%%

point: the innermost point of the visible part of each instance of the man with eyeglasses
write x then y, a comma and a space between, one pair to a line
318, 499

%%
%%

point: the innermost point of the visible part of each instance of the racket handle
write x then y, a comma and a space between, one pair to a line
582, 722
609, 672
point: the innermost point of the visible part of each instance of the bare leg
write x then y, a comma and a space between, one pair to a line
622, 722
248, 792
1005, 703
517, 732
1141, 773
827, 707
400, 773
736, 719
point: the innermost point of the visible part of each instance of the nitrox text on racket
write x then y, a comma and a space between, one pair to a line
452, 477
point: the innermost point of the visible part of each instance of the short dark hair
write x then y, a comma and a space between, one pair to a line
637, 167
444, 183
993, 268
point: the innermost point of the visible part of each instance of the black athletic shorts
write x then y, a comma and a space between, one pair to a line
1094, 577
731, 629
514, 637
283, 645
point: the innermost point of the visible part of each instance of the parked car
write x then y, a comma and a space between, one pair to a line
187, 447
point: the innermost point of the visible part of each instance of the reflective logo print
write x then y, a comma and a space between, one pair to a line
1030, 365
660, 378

%%

• _Goal_:
Show each line from the entries above that contains the word "instance".

• _Solution to the problem_:
point: the innermost point of the visible part of each instance of the man with eyeglasses
point: the innermost point of the visible part of each instance of the racket handle
point: the innermost point of the visible part of each instance of the bare leg
point: the innermost point of the visible part of each instance of the nitrox text on racket
point: the innermost point of the visible part of each instance of the short dark hair
point: the innermost point of the visible part of each instance of the black athletic shorts
point: the innermost point of the visible part of each instance of the parked car
point: the innermost point of the visible part of each instance of the reflective logo print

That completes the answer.